_Selected passage:_
------
Like the Klondike’s gold-laden streams, historians have been picking over the glory days of Dawson City, Yukon, for more than a century. The gold ran out long ago. Are there any stories left worth telling?

With Gold Diggers, Canadian biographer Charlotte Gray turns her formidable attention to the gold rush of 1896. Yet Pierre Berton’s Klondike: The Last Great Gold Rush, which first appeared over 50 years ago, still stands as the iconic popular history of that era.
Where Pierre Berton featured a “cast of major characters” that numbered nearly 50, Gray pares her attention down to just six key figures: prospector Bill Haskell, hotel owner Belinda Mulrooney, Jesuit priest William Judge, Mountie Sam Steele, British journalist Flora Shaw, and soon-to-be famous but struggling writer Jack London.
------
_Dataset entries:_
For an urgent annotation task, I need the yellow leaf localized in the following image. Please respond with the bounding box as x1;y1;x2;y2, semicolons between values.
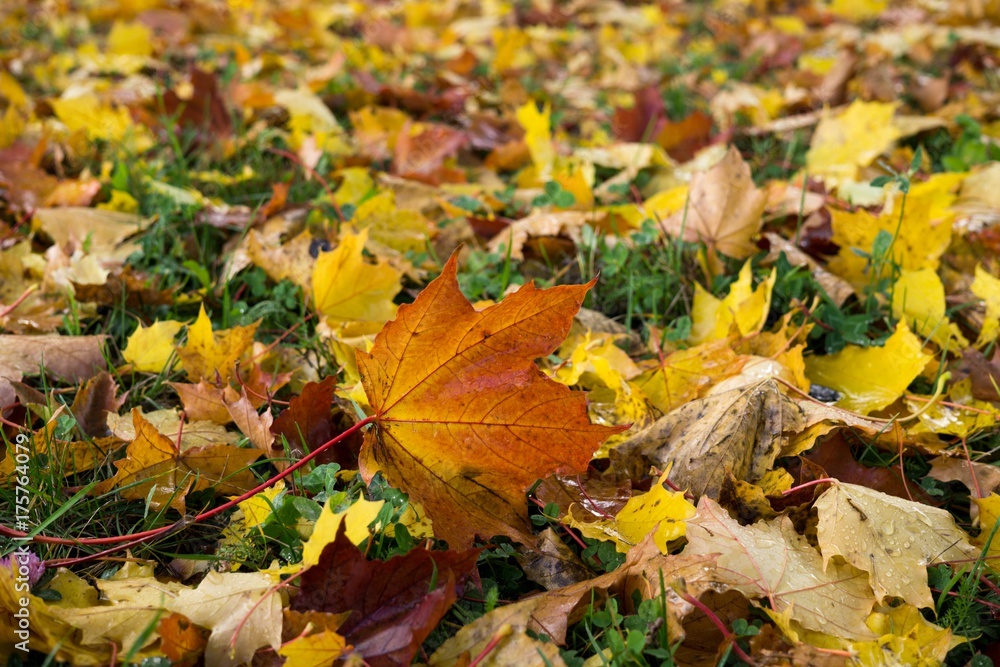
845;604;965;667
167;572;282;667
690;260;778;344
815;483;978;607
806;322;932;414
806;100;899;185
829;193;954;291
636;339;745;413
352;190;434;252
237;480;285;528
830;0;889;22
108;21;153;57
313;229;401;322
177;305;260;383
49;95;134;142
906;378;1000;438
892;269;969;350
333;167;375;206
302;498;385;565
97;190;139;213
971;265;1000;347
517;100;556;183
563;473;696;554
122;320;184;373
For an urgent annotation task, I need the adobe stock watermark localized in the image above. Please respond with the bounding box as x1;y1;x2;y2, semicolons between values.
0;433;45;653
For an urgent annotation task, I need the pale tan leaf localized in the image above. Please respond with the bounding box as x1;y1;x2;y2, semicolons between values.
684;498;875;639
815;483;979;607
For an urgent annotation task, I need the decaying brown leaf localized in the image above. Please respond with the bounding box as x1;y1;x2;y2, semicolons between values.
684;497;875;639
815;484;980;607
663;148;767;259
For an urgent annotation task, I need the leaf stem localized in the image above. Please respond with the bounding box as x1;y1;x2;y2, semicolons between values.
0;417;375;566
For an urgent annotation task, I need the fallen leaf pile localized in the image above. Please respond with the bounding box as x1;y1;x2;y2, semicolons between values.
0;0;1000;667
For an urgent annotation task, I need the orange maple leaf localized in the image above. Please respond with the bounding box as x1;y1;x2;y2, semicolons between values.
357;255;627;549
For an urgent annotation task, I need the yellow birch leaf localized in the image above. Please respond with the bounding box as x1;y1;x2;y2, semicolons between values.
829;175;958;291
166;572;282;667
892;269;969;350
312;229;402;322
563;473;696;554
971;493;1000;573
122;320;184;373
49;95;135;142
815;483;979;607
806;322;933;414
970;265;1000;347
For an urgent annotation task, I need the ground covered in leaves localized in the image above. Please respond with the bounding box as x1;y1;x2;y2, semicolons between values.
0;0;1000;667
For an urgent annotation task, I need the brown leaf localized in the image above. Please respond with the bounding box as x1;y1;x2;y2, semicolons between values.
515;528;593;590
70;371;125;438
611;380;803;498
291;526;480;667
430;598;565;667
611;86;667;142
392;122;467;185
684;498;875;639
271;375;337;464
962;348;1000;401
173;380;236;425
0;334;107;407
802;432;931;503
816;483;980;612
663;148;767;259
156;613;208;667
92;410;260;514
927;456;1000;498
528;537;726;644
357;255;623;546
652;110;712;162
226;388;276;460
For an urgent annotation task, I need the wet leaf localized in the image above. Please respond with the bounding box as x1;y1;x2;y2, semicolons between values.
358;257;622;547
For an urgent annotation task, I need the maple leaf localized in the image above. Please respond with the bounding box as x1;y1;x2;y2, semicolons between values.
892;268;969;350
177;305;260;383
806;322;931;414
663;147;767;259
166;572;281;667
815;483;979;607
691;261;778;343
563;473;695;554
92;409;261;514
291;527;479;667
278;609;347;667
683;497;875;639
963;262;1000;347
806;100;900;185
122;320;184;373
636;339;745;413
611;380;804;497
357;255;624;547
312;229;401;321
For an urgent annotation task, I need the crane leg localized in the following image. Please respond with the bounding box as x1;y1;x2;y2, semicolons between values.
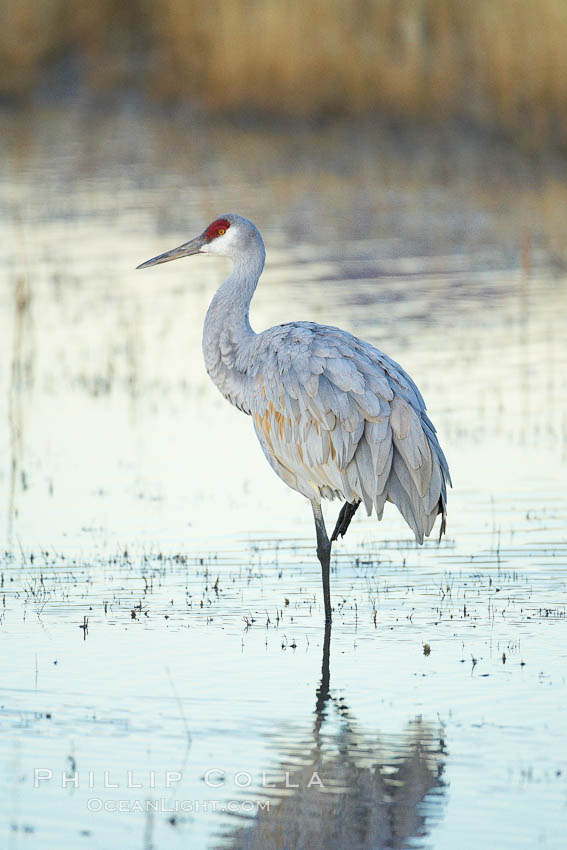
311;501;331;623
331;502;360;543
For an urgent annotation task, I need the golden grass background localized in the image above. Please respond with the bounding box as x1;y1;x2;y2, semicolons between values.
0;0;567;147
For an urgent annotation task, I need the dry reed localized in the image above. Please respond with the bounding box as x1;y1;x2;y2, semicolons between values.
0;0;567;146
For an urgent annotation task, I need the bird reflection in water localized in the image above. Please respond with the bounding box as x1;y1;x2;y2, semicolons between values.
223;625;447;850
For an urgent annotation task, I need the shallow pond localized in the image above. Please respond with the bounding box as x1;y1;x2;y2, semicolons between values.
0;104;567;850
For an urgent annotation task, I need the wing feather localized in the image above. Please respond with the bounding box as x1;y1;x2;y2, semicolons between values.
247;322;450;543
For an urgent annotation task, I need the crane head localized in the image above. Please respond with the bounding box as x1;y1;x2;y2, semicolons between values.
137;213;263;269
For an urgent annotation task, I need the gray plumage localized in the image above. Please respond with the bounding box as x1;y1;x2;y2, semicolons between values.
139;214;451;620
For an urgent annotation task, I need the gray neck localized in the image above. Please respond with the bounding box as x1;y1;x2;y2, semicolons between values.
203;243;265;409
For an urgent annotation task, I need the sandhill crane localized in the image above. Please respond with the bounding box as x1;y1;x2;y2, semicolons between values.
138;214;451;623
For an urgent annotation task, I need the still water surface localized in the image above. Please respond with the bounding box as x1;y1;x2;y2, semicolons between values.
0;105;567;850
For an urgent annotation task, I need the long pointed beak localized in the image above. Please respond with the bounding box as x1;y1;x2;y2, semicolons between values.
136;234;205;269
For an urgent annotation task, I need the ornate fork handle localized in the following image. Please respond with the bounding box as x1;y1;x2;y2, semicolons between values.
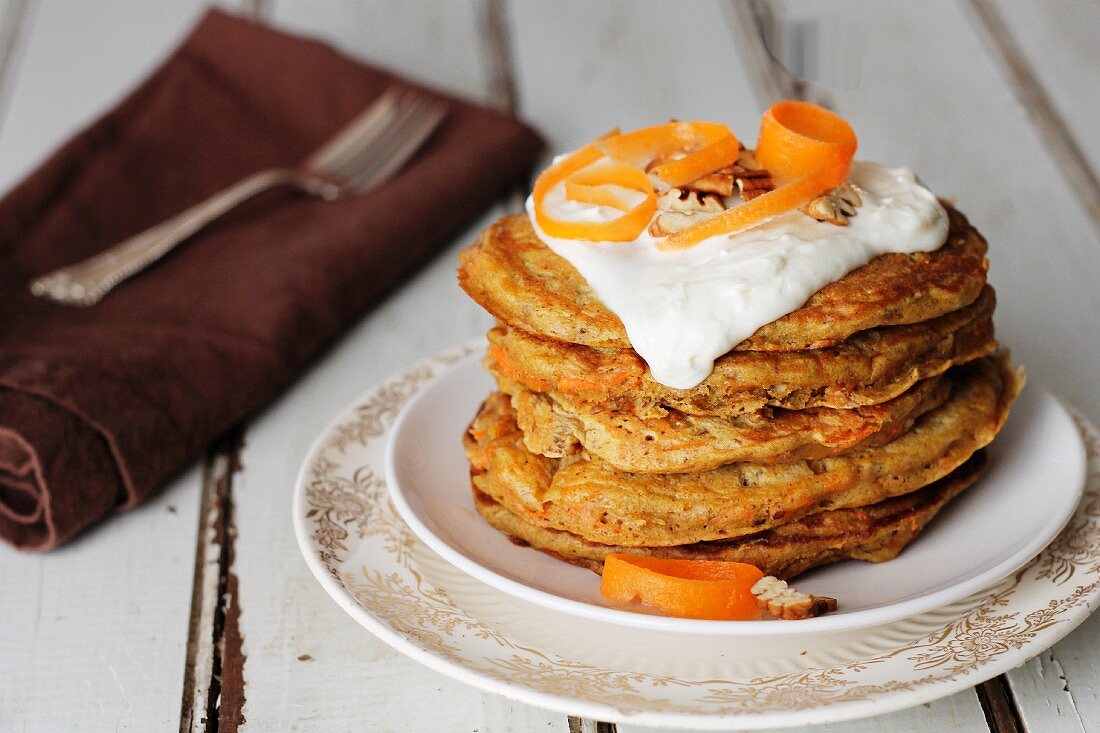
------
_Exercise aim:_
Answer these questions from the gold rush passage:
(a) For how long have historians been picking over the glory days of Dawson City?
(b) Which year's gold rush does Charlotte Gray take up in Gold Diggers?
(c) How many key figures does Gray focus on?
Rely only on the gold rush passage, not on the lines.

_Result for this task:_
(a) For more than a century.
(b) 1896.
(c) Six.